**PASSAGE CITÉ**
========
Dans les salons lustrés aux lustres vénérés ?
Dans les concerts secrets aux secrets crinolines ?
Dans les temps reculés aux reculs empaffés ?
Dans les palais conquis aux conquêtes câlines ?
C'est là qu'elle se terre, c'est là qu'elle se pâme la musique... ?
Nous c'est dans la rue qu'on la veut la musique''


A la lecture d'Hourrah, l'oral, on ne peut pas ne pas penser à ce texte qui, déjà, critiquait la tentative de mise au pas de la musique et, plus généralement, de toute création, par la bonne société, par des institutions sclérosées ou par ceux qui veulent en faire un outil de pouvoir. Le livre dont il s'agit ici est un manifeste pour l'art oral. Notez que son titre ne contient pas de coquille et qu'il ne s'agit aucunement d'un commentaire du poème prosoviétique d'Aragon (et encore moins d'une glose autour du poème canin de Ferrat)... S'il faut trouver Aragon dans ce livre, c'est plutôt pour songer à ses «Fourreurs» dont l'''amer plaisir'' était de ''vitupérer l'époque''. En effet, l'auteur commence par dresser un tableau peu flatteur de la période actuelle. Il ne s'en contente heureusement pas : l'ouvrage est également constructif – condition nécessaire à ce que l'amertume soit réellement plaisante – et il ouvre des perspectives pour que l'avenir soit moins sombre.

Hourrah l'oral contient d'abord, on l'a dit, une critique de la situation présente. Cette détestable tentative de domestiquer la musique pointée du verbe par Ferré se double de - si elle ne se confond pas avec - celle d'apprivoiser la poésie, dont elle est d'ailleurs cousine proche. C'est une bien mauvaise habitude de notre société que d'essayer de mettre sous le boisseau ces arts qui risquent de la déstabiliser, en les reléguant dans les ''salons lustrés''. Quoi de plus dangereux en effet qu'un art qui glisse sur toutes les règles, instille des idées, qui n'accepte pas la notabilité, qui résiste à l'ordre établi, apprend la liberté et trouve parfois parmi les enfants du peuple ses meilleurs artisans ?... Le livre dresse d'amers constats sur l'école, l'université ou l'institution littéraire, de sorte qu'il relève presque du tableau général d'une société qui ne sait plus trop ce qu'est la parole libre. On ne peut, malheureusement, qu'être d'accord avec l'auteur à ce sujet. Il n'a échappé à personne que la mode est au vide politique et culturel en même temps qu'au règne du brassage de vent de la «com'» aseptisée. Espérons que cette frime qui, comble du ridicule, se prend au sérieux et nous fait sans cesse la leçon, n'en ait plus pour trop longtemps. De l'air !
========
**LISTE DES ENTRÉES**
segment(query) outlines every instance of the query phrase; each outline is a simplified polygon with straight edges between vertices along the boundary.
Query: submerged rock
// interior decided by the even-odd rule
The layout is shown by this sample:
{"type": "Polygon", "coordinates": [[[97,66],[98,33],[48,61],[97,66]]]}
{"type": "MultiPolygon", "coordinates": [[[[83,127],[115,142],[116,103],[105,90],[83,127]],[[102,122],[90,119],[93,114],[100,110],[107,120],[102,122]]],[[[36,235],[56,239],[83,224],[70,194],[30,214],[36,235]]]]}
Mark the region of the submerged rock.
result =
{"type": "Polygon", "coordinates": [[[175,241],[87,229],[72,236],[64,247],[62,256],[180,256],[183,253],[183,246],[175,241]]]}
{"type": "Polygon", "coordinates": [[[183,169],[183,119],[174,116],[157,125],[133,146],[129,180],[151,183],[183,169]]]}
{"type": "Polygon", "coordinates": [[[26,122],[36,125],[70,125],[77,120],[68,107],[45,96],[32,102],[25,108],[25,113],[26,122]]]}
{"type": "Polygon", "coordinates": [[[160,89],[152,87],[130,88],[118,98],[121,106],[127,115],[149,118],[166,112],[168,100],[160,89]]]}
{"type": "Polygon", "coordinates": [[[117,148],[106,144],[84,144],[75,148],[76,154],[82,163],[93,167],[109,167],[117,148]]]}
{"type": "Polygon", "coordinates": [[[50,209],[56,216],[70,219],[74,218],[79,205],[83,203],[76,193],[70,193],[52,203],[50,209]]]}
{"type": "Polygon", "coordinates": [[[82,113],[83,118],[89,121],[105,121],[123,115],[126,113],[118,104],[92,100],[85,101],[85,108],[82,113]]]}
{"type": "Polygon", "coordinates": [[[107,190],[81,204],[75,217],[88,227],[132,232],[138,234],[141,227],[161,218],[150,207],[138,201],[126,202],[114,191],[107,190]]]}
========
**TÂCHES À FAIRE**
(a) Recopiez le texte sur Hourrah l'oral depuis « Dans les concerts » jusqu'à « pâme la musique... ? » inclus.
(b) Répondez à ces questions sur le texte sur Hourrah l'oral :
(i) Selon le poème cité, où veut-on la musique ?
(ii) De quel poète le texte évoque-t-il les « Fourreurs » ?
(iii) Sur quoi le livre dresse-t-il d'amers constats ?
(c) Reprenez le texte sur Hourrah l'oral à la suite de sa dernière phrase et poursuivez-le.
Les entrées constituent un matériau distinct du texte sur Hourrah l'oral.

**RÉPONSES PAR TÂCHE**
(a)
Dans les concerts secrets aux secrets crinolines ?
Dans les temps reculés aux reculs empaffés ?
Dans les palais conquis aux conquêtes câlines ?
C'est là qu'elle se terre, c'est là qu'elle se pâme la musique... ?

(b)
(i) Dans la rue.
(ii) D'Aragon.
(iii) Sur l'école, l'université ou l'institution littéraire.

(c)
Dans un tel environnement, même les poètes cherchent le succès social à tout prix. Certains veulent être récupérés, sponsorisés, invités dans les dîners en ville et passer – signe de reconnaissance suprême – à la télévision. D'autres pensent démontrer leurs qualités en s'enfermant dans les nombreuses plaquettes universitaires par lesquelles ils existent (le syndrome du ''publish or perish'' universitaire). Mais qu'on soit client des services de l’État ou de ceux des grandes entreprises éditoriales, il y a dans ces quêtes-là une contradiction avec l'état de poète. Ces poètes déclarés tels par le système au pouvoir ne peuvent à vrai dire prétendre qu'au titre de leurre. Ni les tirés-à-part en papier glacé, ni le battage médiatique ne suffisent à faire le poète. Quand on songe à Villon ou à Rimbaud, qui sacrifièrent tout à leur poésie, qui vécurent réellement en poète de leur propre vie, ces soi-disant poètes font sourire. L'auteur a le courage d'être précis et de donner l'exemple de textes creux et verbeux estampillés «poétiques» par le comité central des bonnes mœurs.

Autre point central du livre, la poésie à l'école soulève aussi de nombreuses interrogations. Comment la poésie entre-t-elle à l'école ? Qui sont les poètes enseignés ? Quels textes sont couramment choisis ? On peut presque se demander pourquoi on pratique encore la poésie à l'école. Bien sûr pour l'exercice salutaire de la mémoire mais pour quoi encore ? La volonté absolue de faire de l'explication de texte ne devrait-elle pas faire place au texte pur et ouvert vers plusieurs interprétations ?... Là encore, on en est réduit à espérer des intuitions individuelles de la part des enseignants. Heureusement, cela existe encore.

Mais ce livre ne se complaît pas dans la déploration, la flagellation et l'accablement. Michel Arbatz est un praticien de l'oral depuis plusieurs décennies. Il joue, chante ou dit selon les occasions, c'est-à-dire qu'il résiste à l'inertie ambiante. Avec ce livre, il plaide positivement en faveur de l'oralité en en rappelant toute l'importance et surtout l'humanité. Toute la nécessité également ainsi que ses diverses expériences le lui rappellent. Et ce plaidoyer se double d'un témoignage sur la poésie vivante. A ce titre, c'est une lecture parfaitement roborative qui rappelle des évidences souvent oubliées.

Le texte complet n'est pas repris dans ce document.